• _Set task_
Reproduce the passage on correlation in linear regression between "In the linear" and "variable will increase.", inclusive, and swap every "relationship" for "association".

In the linear regression, the correlation number will between -1 and 1, the closer to the -1 or 1, the stronger relationship they have. In other word, the closer to zero, the weaker the relationship they have. If the correlation is negative and you increase on that independent variable, then your dependent variable will decrease. Viewing from other side, if the number is positive and you increase the independent variable, then your dependent variable will increase.

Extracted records

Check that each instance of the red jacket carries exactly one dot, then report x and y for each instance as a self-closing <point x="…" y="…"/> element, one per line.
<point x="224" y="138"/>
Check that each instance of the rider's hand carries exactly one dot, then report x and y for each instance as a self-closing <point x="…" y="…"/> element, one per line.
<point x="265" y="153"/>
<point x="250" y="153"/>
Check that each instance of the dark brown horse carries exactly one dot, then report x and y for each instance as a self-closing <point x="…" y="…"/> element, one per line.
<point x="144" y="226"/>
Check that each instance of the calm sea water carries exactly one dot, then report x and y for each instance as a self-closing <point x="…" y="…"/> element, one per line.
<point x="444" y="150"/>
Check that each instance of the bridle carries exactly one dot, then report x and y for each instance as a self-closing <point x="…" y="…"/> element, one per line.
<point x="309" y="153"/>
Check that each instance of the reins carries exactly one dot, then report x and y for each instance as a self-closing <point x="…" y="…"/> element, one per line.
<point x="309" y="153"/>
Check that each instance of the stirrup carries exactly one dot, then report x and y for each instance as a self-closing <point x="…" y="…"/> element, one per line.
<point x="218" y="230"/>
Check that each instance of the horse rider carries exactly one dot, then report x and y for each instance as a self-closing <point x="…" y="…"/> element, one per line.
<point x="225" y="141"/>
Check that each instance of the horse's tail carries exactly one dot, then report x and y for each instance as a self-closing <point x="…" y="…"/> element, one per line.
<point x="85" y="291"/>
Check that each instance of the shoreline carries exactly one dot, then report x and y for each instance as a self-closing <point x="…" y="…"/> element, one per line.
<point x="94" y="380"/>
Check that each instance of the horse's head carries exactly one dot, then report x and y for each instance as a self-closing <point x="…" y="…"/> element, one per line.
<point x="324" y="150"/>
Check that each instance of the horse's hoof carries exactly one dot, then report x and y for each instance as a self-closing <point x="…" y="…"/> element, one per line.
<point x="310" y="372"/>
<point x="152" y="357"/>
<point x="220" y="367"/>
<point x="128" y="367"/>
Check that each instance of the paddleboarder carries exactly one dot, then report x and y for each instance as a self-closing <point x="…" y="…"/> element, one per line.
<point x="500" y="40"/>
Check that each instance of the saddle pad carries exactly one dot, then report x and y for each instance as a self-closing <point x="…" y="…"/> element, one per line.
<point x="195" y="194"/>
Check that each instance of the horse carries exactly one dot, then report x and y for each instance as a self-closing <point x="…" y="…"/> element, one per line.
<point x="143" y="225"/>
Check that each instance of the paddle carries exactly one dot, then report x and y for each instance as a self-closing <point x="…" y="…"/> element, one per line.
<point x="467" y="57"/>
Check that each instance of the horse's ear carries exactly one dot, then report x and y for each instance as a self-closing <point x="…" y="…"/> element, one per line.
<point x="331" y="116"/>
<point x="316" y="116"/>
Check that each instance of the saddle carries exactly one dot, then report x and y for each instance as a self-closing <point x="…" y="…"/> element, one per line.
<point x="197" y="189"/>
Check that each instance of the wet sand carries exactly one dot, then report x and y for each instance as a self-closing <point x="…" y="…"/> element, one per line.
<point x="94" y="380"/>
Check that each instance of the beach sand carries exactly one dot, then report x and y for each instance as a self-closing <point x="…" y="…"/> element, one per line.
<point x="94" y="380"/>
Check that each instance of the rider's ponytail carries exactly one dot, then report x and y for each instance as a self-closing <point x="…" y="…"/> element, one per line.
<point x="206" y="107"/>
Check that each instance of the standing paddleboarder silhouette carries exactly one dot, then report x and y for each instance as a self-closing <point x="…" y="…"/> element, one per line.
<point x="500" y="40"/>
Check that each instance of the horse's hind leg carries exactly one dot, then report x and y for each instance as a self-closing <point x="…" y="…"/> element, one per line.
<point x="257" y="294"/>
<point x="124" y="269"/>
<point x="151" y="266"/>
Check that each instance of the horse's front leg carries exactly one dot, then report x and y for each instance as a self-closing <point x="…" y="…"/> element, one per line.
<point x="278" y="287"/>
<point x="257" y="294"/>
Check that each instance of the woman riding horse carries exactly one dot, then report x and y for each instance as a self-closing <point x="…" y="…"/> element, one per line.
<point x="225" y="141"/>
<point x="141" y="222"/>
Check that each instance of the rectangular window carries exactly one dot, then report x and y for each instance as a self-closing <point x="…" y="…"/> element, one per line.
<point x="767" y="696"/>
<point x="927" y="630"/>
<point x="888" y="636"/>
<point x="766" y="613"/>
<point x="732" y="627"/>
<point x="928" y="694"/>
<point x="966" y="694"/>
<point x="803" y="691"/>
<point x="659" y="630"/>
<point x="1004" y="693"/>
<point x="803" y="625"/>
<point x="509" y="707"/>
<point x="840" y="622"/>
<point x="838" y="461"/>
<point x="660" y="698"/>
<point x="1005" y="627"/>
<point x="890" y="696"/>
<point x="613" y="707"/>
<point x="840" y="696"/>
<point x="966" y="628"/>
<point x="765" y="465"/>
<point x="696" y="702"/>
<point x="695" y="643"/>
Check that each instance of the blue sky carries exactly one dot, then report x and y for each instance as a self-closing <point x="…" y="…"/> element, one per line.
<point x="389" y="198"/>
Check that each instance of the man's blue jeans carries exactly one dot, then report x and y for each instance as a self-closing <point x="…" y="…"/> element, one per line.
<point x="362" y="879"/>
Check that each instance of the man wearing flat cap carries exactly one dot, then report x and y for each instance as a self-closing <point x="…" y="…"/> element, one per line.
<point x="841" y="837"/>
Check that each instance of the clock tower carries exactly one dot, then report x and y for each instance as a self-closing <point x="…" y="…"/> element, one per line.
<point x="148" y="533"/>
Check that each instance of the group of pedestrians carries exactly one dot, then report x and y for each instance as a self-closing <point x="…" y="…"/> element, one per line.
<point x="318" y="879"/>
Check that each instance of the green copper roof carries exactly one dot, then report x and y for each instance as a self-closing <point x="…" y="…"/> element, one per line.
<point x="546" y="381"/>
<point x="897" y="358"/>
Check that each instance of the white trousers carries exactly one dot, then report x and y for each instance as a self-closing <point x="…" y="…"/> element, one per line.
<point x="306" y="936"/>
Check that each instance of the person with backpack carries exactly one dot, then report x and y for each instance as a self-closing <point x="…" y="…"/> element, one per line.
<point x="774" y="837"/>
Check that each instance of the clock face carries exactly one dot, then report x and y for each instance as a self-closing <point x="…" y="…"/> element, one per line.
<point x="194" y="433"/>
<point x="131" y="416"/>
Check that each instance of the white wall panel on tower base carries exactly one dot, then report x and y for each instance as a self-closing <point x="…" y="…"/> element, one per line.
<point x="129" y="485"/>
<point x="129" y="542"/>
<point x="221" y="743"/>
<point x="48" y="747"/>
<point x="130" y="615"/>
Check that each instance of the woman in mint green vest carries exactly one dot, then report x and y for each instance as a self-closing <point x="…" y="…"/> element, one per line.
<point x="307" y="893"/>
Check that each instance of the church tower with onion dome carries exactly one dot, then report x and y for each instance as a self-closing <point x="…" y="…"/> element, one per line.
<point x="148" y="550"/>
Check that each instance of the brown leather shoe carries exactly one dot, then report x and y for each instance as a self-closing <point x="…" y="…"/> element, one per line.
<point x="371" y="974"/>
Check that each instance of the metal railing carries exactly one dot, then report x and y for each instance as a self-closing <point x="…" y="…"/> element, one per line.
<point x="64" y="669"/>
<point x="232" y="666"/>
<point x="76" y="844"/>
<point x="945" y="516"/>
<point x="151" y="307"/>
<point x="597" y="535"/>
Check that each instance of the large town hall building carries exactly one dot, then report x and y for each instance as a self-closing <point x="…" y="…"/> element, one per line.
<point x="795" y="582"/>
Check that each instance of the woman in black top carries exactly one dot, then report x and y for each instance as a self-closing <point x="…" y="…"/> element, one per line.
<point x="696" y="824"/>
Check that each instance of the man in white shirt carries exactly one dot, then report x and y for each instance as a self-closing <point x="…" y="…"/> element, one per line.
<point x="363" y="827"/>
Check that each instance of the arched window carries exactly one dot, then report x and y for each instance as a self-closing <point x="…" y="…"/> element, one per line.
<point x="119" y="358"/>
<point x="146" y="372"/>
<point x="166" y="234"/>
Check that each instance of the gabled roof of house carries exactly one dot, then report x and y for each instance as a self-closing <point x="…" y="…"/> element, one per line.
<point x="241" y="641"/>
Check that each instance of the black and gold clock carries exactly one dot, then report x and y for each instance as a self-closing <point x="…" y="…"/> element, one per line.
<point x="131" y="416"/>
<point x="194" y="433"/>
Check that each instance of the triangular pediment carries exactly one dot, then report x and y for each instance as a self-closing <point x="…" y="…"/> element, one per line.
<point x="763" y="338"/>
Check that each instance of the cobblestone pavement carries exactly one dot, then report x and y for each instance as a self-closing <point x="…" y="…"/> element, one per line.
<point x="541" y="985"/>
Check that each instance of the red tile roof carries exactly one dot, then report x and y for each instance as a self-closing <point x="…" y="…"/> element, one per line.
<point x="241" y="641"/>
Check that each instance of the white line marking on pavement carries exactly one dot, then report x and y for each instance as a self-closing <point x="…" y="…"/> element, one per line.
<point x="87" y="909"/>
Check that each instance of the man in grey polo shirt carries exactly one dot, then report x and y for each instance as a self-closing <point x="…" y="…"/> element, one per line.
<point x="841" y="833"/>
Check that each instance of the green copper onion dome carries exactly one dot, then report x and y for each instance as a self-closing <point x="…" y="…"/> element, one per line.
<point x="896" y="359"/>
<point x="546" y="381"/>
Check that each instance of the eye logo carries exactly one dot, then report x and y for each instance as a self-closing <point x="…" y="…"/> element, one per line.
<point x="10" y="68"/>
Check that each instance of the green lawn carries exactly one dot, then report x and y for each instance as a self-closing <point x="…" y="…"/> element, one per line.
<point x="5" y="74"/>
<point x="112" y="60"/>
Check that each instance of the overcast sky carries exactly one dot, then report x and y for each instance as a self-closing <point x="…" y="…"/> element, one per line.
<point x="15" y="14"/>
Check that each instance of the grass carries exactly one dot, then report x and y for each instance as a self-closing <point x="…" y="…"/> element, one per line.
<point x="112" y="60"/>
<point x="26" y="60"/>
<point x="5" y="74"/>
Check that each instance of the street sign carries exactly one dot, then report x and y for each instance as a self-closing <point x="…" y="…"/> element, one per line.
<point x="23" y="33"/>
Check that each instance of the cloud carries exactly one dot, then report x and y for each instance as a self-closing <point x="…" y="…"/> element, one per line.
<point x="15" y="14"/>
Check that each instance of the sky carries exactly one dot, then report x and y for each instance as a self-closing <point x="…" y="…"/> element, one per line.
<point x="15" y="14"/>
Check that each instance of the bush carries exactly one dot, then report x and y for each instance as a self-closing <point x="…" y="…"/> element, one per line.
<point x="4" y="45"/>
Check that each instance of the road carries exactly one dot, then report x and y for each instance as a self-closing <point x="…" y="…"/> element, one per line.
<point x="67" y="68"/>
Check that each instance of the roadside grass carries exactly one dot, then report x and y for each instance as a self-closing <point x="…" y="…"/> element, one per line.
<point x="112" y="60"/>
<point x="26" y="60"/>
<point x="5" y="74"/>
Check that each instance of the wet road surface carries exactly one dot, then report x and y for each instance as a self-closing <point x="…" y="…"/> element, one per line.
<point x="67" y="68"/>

• _Written reply_
In the linear regression, the correlation number will between -1 and 1, the closer to the -1 or 1, the stronger association they have. In other word, the closer to zero, the weaker the association they have. If the correlation is negative and you increase on that independent variable, then your dependent variable will decrease. Viewing from other side, if the number is positive and you increase the independent variable, then your dependent variable will increase.